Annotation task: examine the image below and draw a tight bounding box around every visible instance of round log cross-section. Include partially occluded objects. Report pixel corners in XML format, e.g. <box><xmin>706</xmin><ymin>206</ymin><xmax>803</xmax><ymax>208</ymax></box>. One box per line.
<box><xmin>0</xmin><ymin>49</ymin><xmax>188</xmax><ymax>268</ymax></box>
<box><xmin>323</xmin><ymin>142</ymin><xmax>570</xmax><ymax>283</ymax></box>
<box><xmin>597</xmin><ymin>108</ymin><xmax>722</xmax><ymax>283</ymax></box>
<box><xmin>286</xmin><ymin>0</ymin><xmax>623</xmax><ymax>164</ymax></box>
__________
Your objective —
Take the lines above and print them exactly.

Response box —
Annotation task: examine the image below and draw a tight bounding box around every visible instance of round log cross-section. Include partially occluded objects. Report pixel corners in XML format, e.g. <box><xmin>706</xmin><ymin>206</ymin><xmax>803</xmax><ymax>208</ymax></box>. One box per line.
<box><xmin>0</xmin><ymin>49</ymin><xmax>188</xmax><ymax>268</ymax></box>
<box><xmin>323</xmin><ymin>142</ymin><xmax>570</xmax><ymax>283</ymax></box>
<box><xmin>597</xmin><ymin>108</ymin><xmax>722</xmax><ymax>283</ymax></box>
<box><xmin>286</xmin><ymin>0</ymin><xmax>623</xmax><ymax>164</ymax></box>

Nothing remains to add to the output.